(EXERCISE REQUIREMENTS):
State how many lines in the items below contain the string "cake". Give only the number.

(TASK INPUT):
########################################
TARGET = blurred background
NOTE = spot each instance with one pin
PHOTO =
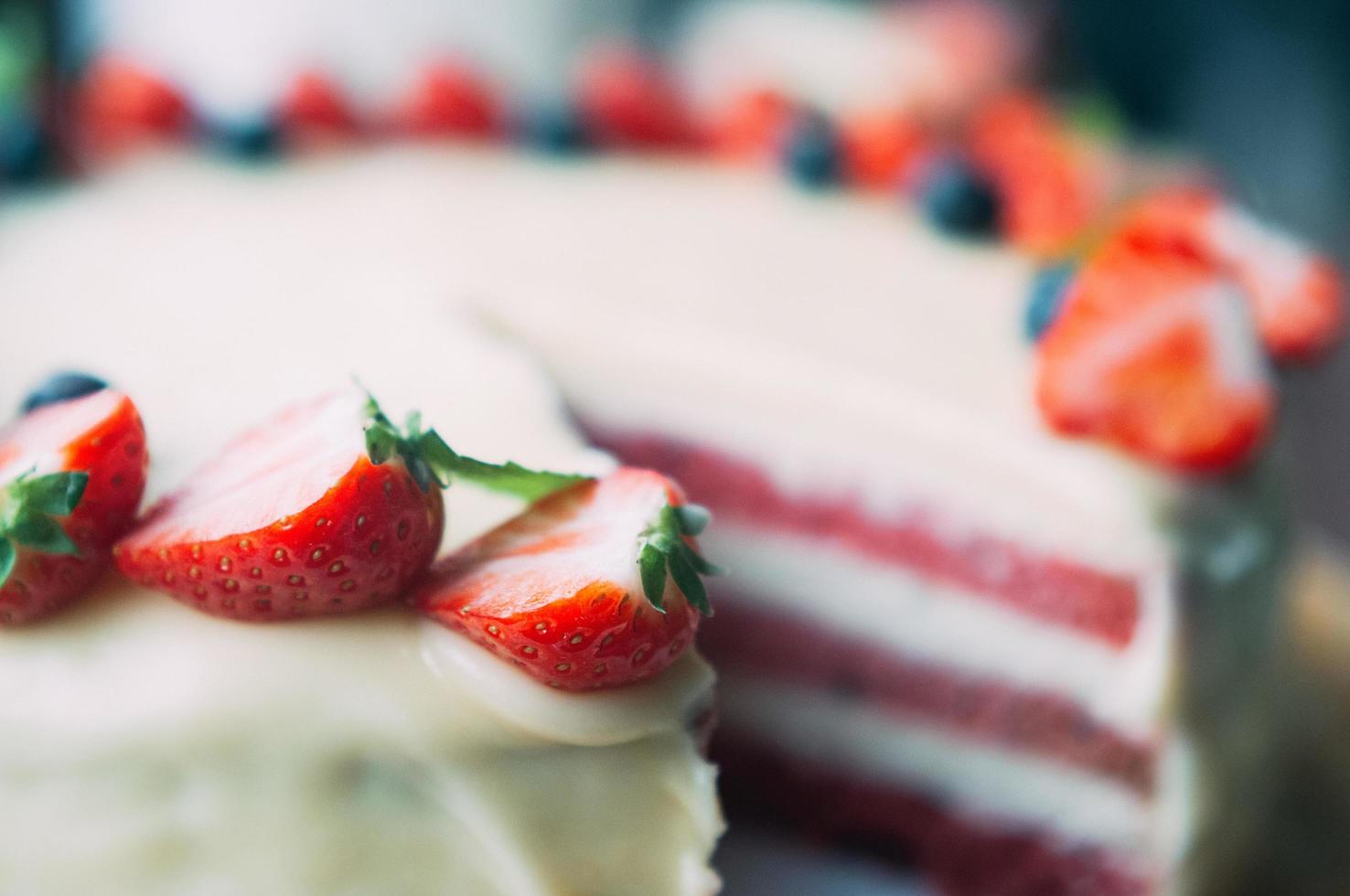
(1254, 87)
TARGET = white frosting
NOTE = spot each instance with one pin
(945, 625)
(180, 753)
(984, 782)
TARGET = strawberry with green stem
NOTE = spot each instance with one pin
(593, 586)
(326, 509)
(71, 475)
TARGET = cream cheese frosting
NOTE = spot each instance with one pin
(180, 753)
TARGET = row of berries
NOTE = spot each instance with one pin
(1154, 339)
(328, 507)
(1012, 169)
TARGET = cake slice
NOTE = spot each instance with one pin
(370, 752)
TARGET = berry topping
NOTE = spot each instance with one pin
(61, 386)
(70, 479)
(751, 125)
(1156, 352)
(121, 104)
(1046, 184)
(628, 101)
(811, 152)
(555, 128)
(1049, 286)
(575, 589)
(1296, 295)
(882, 149)
(249, 138)
(315, 105)
(448, 100)
(327, 507)
(959, 200)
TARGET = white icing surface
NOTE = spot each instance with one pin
(987, 782)
(178, 753)
(940, 624)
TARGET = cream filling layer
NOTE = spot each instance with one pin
(984, 782)
(925, 620)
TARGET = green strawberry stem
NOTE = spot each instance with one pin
(431, 461)
(28, 516)
(666, 549)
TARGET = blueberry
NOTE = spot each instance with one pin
(1048, 291)
(811, 152)
(555, 128)
(62, 386)
(960, 201)
(249, 138)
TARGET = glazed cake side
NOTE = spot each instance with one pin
(379, 752)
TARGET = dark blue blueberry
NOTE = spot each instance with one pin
(1048, 291)
(811, 152)
(250, 138)
(960, 201)
(26, 152)
(62, 386)
(555, 128)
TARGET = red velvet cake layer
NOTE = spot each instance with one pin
(782, 646)
(1048, 587)
(960, 854)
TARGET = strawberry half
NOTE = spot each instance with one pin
(627, 100)
(1157, 352)
(450, 100)
(1048, 187)
(70, 479)
(324, 509)
(1296, 295)
(559, 589)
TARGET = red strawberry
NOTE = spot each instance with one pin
(559, 589)
(82, 461)
(751, 125)
(121, 104)
(448, 100)
(882, 149)
(1046, 185)
(627, 100)
(1296, 295)
(312, 105)
(324, 509)
(1157, 352)
(294, 518)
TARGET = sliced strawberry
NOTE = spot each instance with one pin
(1296, 295)
(70, 479)
(751, 125)
(1046, 185)
(559, 589)
(627, 100)
(324, 509)
(315, 105)
(121, 102)
(450, 100)
(1157, 352)
(882, 149)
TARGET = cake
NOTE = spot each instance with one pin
(1004, 539)
(379, 752)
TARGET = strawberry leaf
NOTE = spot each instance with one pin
(57, 494)
(692, 518)
(5, 559)
(431, 461)
(651, 564)
(41, 532)
(664, 547)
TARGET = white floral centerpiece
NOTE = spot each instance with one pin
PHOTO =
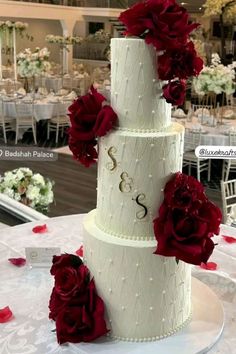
(216, 78)
(30, 64)
(29, 188)
(63, 40)
(100, 36)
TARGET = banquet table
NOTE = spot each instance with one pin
(210, 135)
(43, 109)
(26, 290)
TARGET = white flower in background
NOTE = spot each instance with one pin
(29, 188)
(35, 63)
(38, 179)
(215, 78)
(63, 40)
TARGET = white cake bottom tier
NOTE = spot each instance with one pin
(147, 297)
(133, 169)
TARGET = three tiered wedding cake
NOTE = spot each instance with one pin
(147, 296)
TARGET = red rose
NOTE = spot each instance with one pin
(187, 220)
(182, 191)
(174, 92)
(69, 281)
(59, 262)
(83, 151)
(84, 322)
(181, 62)
(89, 119)
(163, 23)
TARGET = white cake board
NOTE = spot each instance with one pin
(198, 337)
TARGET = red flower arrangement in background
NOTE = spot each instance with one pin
(187, 221)
(74, 303)
(165, 25)
(90, 118)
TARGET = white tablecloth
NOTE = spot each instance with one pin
(218, 136)
(27, 291)
(43, 109)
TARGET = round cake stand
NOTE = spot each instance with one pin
(198, 337)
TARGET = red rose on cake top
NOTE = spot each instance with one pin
(90, 118)
(162, 23)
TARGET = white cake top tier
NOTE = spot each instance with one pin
(136, 91)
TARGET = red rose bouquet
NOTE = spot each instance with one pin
(90, 118)
(187, 221)
(165, 25)
(74, 303)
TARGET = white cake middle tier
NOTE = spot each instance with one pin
(133, 169)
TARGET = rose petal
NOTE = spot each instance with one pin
(18, 262)
(40, 229)
(5, 314)
(209, 266)
(80, 251)
(229, 239)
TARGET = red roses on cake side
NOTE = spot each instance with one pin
(74, 304)
(90, 118)
(187, 221)
(166, 25)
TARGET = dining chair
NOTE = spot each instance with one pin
(60, 119)
(25, 118)
(228, 194)
(190, 160)
(5, 122)
(229, 165)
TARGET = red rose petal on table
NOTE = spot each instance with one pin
(80, 251)
(209, 266)
(229, 239)
(5, 314)
(18, 262)
(40, 229)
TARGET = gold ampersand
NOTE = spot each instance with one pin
(111, 166)
(126, 183)
(142, 213)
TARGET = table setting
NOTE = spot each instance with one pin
(31, 331)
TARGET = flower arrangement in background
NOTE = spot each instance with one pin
(227, 8)
(74, 304)
(216, 78)
(187, 221)
(29, 188)
(166, 26)
(90, 118)
(100, 36)
(30, 64)
(63, 40)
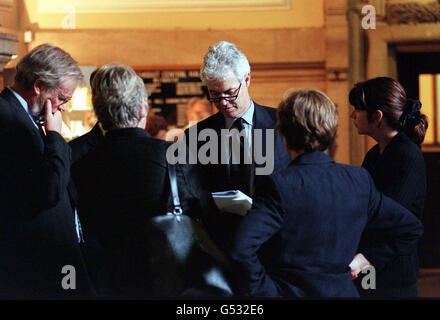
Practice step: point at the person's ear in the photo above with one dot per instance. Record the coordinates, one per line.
(38, 86)
(247, 79)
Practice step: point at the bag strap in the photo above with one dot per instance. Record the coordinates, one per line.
(177, 209)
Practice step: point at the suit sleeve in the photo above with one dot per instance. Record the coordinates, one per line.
(398, 227)
(263, 221)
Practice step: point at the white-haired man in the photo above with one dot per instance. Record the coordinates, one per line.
(226, 73)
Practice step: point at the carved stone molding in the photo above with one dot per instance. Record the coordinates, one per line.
(413, 13)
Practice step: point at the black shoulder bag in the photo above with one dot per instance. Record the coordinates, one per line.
(183, 260)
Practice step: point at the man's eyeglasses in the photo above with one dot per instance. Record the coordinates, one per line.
(227, 98)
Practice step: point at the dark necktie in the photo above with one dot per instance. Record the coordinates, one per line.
(239, 174)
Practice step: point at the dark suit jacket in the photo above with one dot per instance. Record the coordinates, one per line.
(37, 226)
(401, 175)
(311, 216)
(223, 226)
(121, 183)
(83, 144)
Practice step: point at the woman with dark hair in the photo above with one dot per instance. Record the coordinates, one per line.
(303, 230)
(383, 112)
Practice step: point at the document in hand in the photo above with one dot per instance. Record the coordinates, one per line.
(233, 201)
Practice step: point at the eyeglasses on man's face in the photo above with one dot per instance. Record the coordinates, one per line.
(230, 98)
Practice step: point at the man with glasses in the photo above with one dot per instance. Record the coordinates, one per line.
(39, 231)
(226, 73)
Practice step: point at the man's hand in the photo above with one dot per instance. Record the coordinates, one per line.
(53, 121)
(358, 264)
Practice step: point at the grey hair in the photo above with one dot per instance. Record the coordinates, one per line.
(222, 59)
(49, 63)
(118, 94)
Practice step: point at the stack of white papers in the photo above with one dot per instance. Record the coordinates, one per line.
(233, 201)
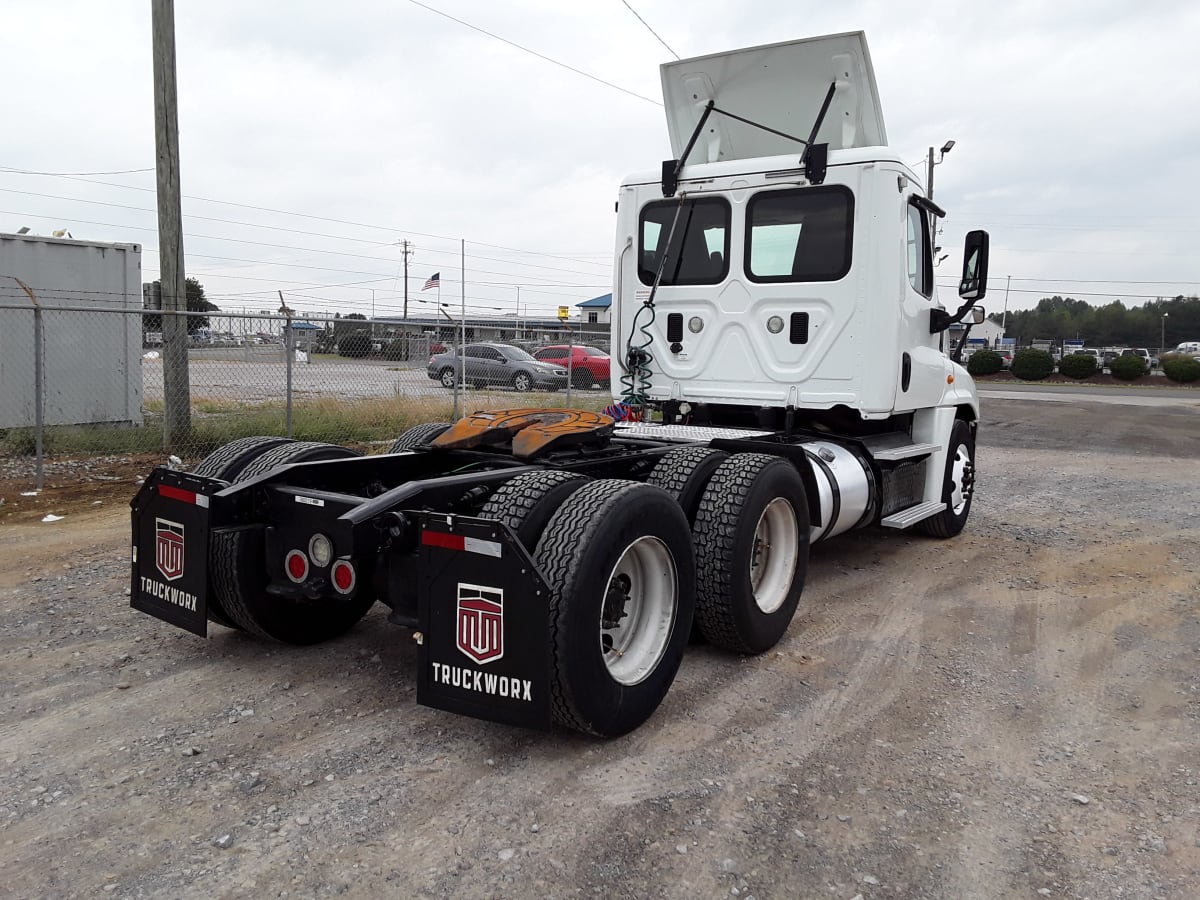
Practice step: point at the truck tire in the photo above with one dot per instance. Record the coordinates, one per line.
(526, 503)
(684, 474)
(958, 485)
(226, 462)
(418, 435)
(621, 569)
(751, 535)
(293, 451)
(238, 570)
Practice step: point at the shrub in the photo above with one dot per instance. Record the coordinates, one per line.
(1181, 369)
(1128, 367)
(357, 343)
(1032, 365)
(1078, 365)
(984, 363)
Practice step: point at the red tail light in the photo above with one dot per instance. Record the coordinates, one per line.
(343, 576)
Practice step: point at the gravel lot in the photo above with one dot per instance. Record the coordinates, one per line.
(1013, 713)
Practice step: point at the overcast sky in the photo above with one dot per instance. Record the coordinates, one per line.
(316, 136)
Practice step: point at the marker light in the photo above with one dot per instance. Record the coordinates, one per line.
(321, 549)
(297, 565)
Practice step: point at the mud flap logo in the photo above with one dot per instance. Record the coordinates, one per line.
(480, 622)
(169, 549)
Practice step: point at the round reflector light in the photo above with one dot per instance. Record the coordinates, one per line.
(297, 565)
(321, 549)
(343, 576)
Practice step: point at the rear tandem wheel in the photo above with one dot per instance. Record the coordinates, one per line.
(239, 579)
(751, 535)
(621, 568)
(226, 462)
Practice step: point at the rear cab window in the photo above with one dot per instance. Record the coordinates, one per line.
(799, 235)
(700, 245)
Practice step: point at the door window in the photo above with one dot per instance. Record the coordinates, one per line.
(921, 264)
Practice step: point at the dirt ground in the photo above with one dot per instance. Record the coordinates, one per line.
(1013, 713)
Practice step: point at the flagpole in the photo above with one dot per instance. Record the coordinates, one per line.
(462, 322)
(459, 355)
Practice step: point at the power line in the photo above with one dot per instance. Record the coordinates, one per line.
(523, 277)
(115, 172)
(651, 29)
(306, 215)
(534, 53)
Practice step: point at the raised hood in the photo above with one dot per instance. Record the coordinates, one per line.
(780, 85)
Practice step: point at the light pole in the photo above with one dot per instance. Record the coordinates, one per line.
(929, 178)
(1003, 317)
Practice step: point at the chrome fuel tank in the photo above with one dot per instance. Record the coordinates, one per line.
(846, 487)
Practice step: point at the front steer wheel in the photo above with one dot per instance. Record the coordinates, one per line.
(958, 485)
(621, 569)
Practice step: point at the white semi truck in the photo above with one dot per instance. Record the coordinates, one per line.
(778, 342)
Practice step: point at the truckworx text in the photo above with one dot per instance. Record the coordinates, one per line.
(779, 355)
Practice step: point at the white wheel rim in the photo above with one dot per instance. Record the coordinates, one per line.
(635, 646)
(777, 546)
(960, 495)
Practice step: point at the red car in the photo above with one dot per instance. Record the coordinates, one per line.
(588, 365)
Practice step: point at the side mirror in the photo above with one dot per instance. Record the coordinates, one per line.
(973, 283)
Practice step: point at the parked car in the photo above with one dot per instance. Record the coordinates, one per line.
(587, 365)
(497, 364)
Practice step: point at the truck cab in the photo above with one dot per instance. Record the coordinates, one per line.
(779, 286)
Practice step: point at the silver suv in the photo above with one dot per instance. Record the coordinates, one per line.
(497, 364)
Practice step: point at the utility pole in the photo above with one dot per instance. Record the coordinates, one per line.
(1003, 318)
(407, 252)
(177, 388)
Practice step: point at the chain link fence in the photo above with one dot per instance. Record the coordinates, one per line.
(85, 378)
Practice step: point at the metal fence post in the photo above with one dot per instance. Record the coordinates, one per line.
(289, 353)
(570, 361)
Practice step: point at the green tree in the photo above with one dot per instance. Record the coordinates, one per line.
(196, 303)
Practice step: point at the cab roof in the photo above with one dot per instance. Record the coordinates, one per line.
(779, 85)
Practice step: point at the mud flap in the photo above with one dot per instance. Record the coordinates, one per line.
(171, 549)
(484, 622)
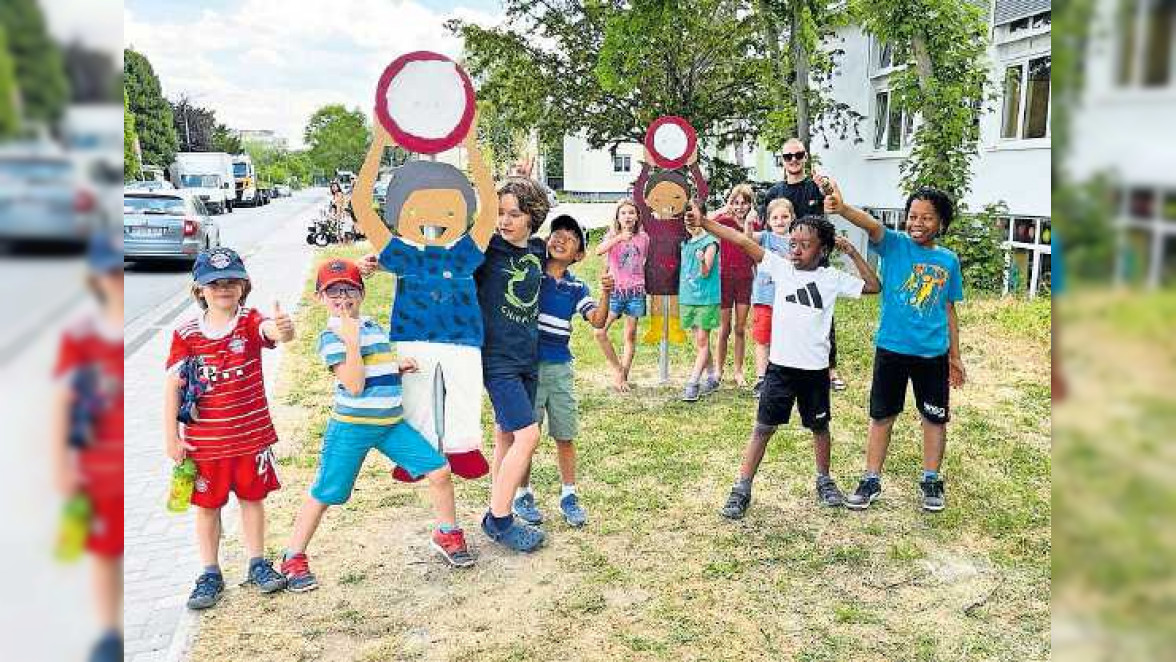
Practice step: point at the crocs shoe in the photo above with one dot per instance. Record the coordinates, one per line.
(519, 536)
(573, 513)
(525, 508)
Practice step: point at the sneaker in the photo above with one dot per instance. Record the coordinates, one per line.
(296, 570)
(519, 536)
(736, 505)
(933, 495)
(708, 387)
(573, 513)
(107, 649)
(828, 494)
(525, 508)
(266, 577)
(452, 547)
(868, 489)
(208, 592)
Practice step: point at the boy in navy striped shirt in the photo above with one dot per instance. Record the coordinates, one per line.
(367, 414)
(561, 296)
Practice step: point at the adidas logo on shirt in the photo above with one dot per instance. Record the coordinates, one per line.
(807, 295)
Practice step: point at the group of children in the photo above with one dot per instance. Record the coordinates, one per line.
(516, 299)
(520, 299)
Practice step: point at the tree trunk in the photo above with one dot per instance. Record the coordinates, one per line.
(801, 68)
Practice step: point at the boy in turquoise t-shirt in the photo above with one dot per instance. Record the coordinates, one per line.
(699, 296)
(917, 338)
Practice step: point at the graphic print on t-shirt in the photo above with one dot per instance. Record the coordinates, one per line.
(924, 286)
(808, 295)
(521, 306)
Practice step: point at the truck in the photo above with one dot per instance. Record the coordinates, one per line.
(245, 178)
(211, 174)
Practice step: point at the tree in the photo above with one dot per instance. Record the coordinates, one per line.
(338, 139)
(942, 80)
(40, 69)
(607, 71)
(194, 126)
(9, 92)
(154, 121)
(131, 165)
(93, 78)
(225, 140)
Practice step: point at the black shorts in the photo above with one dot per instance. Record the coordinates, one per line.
(809, 389)
(929, 376)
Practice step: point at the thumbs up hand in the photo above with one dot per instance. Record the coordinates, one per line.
(284, 323)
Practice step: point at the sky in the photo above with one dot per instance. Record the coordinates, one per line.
(271, 64)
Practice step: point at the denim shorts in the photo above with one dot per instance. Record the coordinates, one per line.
(632, 303)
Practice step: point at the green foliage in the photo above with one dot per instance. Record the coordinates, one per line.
(9, 92)
(974, 239)
(946, 46)
(40, 68)
(153, 114)
(338, 139)
(131, 165)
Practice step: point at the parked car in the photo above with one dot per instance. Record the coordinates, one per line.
(44, 199)
(166, 225)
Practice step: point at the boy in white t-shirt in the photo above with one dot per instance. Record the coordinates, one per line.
(799, 354)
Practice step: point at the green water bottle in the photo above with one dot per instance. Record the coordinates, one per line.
(74, 528)
(184, 480)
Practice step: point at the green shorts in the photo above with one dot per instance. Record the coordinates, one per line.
(556, 398)
(705, 318)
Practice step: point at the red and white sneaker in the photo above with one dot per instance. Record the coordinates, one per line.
(452, 547)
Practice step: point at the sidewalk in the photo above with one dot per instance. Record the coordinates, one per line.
(161, 560)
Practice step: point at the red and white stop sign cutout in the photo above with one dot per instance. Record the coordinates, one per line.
(426, 102)
(670, 141)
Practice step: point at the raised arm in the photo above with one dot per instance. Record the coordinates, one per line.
(735, 236)
(873, 285)
(367, 218)
(487, 195)
(835, 204)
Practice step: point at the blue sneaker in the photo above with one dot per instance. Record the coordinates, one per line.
(519, 536)
(573, 513)
(266, 577)
(208, 592)
(525, 508)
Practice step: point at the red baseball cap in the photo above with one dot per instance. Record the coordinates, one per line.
(338, 271)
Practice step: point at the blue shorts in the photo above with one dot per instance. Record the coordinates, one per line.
(513, 398)
(345, 446)
(632, 303)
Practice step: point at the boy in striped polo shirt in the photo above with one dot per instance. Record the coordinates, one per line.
(367, 414)
(561, 298)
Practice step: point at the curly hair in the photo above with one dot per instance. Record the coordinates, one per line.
(824, 231)
(530, 196)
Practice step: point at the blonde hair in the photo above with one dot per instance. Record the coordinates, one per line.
(204, 305)
(777, 204)
(741, 191)
(616, 215)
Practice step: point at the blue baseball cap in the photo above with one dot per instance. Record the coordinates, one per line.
(104, 252)
(218, 263)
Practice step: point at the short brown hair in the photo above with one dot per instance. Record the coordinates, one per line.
(532, 199)
(204, 305)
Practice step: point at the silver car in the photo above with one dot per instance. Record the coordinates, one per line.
(166, 225)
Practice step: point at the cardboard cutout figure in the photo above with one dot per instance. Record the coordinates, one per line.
(440, 226)
(662, 209)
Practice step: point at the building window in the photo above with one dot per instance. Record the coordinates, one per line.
(893, 127)
(1026, 108)
(1147, 44)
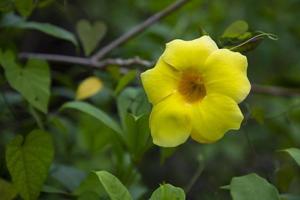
########################################
(FULL RESPONSE):
12